Write every line of the material out exactly as shown.

**Exercise materials**
━━━━━━━━━━━━━━━━━━━━━━━━━━━━━━

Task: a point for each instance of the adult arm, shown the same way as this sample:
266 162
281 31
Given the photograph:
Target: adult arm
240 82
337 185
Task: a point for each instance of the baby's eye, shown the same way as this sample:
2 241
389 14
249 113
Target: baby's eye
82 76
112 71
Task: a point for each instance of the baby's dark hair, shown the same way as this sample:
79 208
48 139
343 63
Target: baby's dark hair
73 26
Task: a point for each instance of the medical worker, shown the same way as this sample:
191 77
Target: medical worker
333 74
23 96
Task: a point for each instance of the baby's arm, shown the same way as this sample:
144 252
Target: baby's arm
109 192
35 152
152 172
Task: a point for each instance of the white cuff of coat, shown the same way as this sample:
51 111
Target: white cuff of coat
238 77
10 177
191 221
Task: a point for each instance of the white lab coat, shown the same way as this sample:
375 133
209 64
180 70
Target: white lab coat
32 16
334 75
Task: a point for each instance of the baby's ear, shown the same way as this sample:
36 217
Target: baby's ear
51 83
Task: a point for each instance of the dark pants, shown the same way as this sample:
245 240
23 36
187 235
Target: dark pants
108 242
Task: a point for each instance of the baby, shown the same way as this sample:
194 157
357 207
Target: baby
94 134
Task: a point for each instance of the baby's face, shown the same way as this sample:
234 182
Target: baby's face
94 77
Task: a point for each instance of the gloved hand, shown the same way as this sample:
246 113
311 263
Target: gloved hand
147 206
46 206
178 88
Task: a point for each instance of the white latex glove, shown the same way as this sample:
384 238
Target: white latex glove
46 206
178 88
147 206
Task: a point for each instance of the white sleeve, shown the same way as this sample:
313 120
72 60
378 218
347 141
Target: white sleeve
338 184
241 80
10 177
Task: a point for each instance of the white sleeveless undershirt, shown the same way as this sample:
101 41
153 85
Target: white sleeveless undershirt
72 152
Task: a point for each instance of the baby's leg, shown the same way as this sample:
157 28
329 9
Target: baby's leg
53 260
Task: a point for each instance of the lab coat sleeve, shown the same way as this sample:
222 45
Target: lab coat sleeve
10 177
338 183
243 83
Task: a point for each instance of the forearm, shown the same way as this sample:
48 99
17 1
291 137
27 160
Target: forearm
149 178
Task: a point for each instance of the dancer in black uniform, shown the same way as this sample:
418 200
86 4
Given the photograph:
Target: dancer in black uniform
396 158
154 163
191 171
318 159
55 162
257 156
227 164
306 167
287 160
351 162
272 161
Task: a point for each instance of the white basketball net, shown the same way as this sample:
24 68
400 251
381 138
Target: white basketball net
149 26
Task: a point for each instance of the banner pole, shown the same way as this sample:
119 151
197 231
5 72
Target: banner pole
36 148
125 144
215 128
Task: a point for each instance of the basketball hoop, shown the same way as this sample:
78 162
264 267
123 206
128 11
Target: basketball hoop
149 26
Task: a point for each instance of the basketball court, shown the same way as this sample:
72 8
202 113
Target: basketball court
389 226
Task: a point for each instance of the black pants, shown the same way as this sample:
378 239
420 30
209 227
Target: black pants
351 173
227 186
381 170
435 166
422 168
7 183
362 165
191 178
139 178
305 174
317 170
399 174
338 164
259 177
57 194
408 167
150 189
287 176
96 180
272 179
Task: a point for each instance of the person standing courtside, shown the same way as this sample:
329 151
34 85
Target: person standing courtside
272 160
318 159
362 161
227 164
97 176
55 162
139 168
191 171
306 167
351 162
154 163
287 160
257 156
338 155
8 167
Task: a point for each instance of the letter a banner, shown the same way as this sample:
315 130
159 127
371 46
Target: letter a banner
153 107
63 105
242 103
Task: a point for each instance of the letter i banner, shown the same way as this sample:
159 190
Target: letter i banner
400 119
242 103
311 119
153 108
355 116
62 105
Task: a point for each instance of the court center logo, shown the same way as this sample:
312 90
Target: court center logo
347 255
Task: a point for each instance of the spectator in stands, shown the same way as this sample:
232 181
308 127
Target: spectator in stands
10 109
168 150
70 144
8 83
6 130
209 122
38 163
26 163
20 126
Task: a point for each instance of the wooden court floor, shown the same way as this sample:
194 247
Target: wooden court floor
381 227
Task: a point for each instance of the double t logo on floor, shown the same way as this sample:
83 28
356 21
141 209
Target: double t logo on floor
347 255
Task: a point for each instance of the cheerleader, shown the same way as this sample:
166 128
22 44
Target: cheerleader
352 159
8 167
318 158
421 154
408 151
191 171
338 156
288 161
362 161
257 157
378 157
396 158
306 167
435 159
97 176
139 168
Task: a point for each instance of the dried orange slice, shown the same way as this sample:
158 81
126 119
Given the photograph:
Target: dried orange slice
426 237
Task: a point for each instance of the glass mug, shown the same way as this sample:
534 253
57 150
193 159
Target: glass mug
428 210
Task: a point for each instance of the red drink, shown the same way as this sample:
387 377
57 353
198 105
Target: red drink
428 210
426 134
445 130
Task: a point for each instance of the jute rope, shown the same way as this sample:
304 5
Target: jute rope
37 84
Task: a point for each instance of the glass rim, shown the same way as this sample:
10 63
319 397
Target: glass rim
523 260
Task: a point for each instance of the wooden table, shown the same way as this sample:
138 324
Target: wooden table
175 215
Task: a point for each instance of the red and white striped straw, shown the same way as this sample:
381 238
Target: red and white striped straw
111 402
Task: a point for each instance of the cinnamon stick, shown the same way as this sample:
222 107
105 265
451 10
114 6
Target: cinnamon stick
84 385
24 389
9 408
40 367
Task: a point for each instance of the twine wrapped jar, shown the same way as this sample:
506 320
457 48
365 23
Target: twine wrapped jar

━━━━━━━━━━━━━━━━━━━━━━━━━━━━━━

**The completed task**
Task: a point for each instance of the adult arm, shown the same way as this sample:
266 162
281 31
Given the photograph:
Target: adult arm
240 82
337 185
Task: a point for each instance of the baby's eye, shown the same way as this sample:
2 241
389 14
249 113
Target: baby's eye
82 76
112 71
Task: a point for each instance of the baby's dark hair, shown the same way as this sample:
79 208
48 139
343 63
Target: baby's dark hair
73 26
Task: a point for each instance of the medical worker, shown the same way as this sample:
191 77
Target: medical worker
333 74
23 96
Task: a point for each instance of the baby's arm, shown the same way as this sample:
144 252
Target: baby's arm
109 192
35 152
152 172
Task: a point for each instance of the white cuff of coat, shown the same way as this sample:
51 111
Target: white cuff of coat
238 77
10 177
191 221
Task: a point for each instance of the white lab coat, shown the same way as this sample:
375 133
209 64
180 70
Target: white lab coat
32 16
334 75
Task: a point for each instance of the baby's ear, shown the same way as this sample:
36 217
Target: baby's ear
51 83
Task: a point for each instance of the dark pants, shown the same way as this sample:
245 240
23 36
187 235
Target: dark pants
108 242
Task: a point for each instance of the baby, shown the same way as this sample:
194 157
357 207
Target: baby
94 134
Task: a point for each instance of the baby's face, shown the same way as this sample:
234 182
Target: baby's face
94 77
Task: a point for each instance of the gloved hand, shown the same way as this sample:
246 113
311 263
Target: gloved hand
147 206
46 206
178 88
Task: a point for each instance of the white latex glove, shown the same way as this sample:
384 238
Target: white latex glove
46 206
178 88
147 206
Task: a point for each instance of the white sleeve, shown the same way as this sample:
313 120
72 60
378 218
347 141
Target: white sleeve
338 184
241 80
10 177
Task: a point for each instance of the white sleeveless undershirt, shown the same way as this sample:
101 41
153 85
Target: white sleeveless undershirt
72 152
Task: a point for each instance of the baby's leg, shown the same way as this sample:
157 28
329 9
Target: baby's leg
53 260
Task: a point for each instance of the lab coat sleeve, shown the same way as this sample:
222 45
Target: lab coat sleeve
10 177
338 183
243 83
Task: a point for each instance of the forearm, shown the same way as this sample:
48 99
17 1
291 137
27 160
Target: forearm
149 178
Task: a point for each instance of the dancer in black uniform, shown the same way as this sample:
418 200
86 4
Given the photograph:
Target: dancer in black uniform
396 158
154 163
191 171
318 159
55 162
257 156
227 164
306 167
287 160
351 162
272 161
Task: a point for each instance of the white basketball net, shown the same way as this sample:
24 68
400 251
381 138
Target: white basketball net
149 26
Task: a point for each instance of the banner pole, shown the same way as this sample:
119 151
197 231
5 72
Target: banner pole
36 148
125 144
215 128
Task: a point for each instance of the basketball hoop, shown the same way as this sample:
78 162
264 267
123 206
128 11
Target: basketball hoop
149 26
Task: a point for each instance of the basketball court, shown the same way as this sample:
72 8
202 113
Target: basketball court
389 226
Task: a point for each instance of the black pants, shown the same way as this sample:
378 239
420 30
209 227
Target: black pants
351 173
227 186
381 170
435 166
422 168
7 183
362 165
191 178
139 178
305 174
317 170
399 174
338 164
259 177
57 194
408 167
150 189
287 176
96 180
272 179
Task: a point for each instance of the person standing courtside, shown the same way as this sample:
329 151
34 85
Target: person standing courtside
272 160
318 159
362 161
227 164
97 176
55 162
139 168
191 171
306 167
351 162
154 163
287 160
257 156
338 155
8 167
Task: a point for each instance of the letter a banner, shown the same way as this sample:
315 130
159 127
371 46
Target: letter a banner
153 107
63 105
242 103
Task: a point for each instance of the letter i banner, shown the same way as this sample:
159 190
Target: letter i banner
400 119
242 103
311 119
153 108
355 116
62 105
Task: a point for each instance of the court center logo, shown the same way as this sample:
312 90
Target: court center logo
347 255
Task: a point for each instance of the spectator in stands, shown the same way as this sample:
232 181
308 127
Target: spectator in stands
10 109
168 150
70 144
8 83
6 130
209 122
38 163
26 163
20 126
Task: a point for each instance of the wooden court floor, shown the same way as this sample:
194 247
Target: wooden court floor
381 227
Task: a point for each instance of the double t logo on floor, shown the same way as this sample:
83 28
356 21
141 209
Target: double t logo on floor
347 255
Task: a point for each instance of the cheerleader, shown the same way as this sample:
166 128
22 44
Target: cheerleader
352 159
8 167
318 158
421 154
408 151
191 171
338 156
288 161
362 161
257 157
378 157
396 158
306 167
435 159
97 176
139 168
Task: a point for each instance of the dried orange slice, shown the same way as this sample:
158 81
126 119
Given the photograph:
Target: dried orange slice
426 237
Task: a point for each instance of the glass mug, shown the same way as this sample:
534 253
57 150
193 159
Target: glass mug
428 210
Task: a point for each instance of the red drink, shown the same way as this sample:
387 377
57 353
198 105
Target: red drink
428 210
426 134
445 130
Task: a point for each instance of the jute rope, shown the same way as this sample:
304 5
Target: jute rope
37 84
Task: a point for each instance of the glass rim, shown the same way as this sample:
10 63
319 397
Target: glass rim
523 260
Task: a point for each instance of the wooden table, shown the same way as this sample:
138 324
Target: wooden table
175 215
Task: a point for each instance of the red and white striped straw, shown the same way as this sample:
381 238
Target: red and white striped straw
111 402
Task: a point for each instance of the cinnamon stick, shown the same way as this sample:
222 107
105 265
451 10
114 6
Target: cinnamon stick
84 385
24 389
9 408
40 367
Task: a point for each instance of the twine wrapped jar, shown the same way as this sample:
506 320
457 48
365 23
Target: twine wrapped jar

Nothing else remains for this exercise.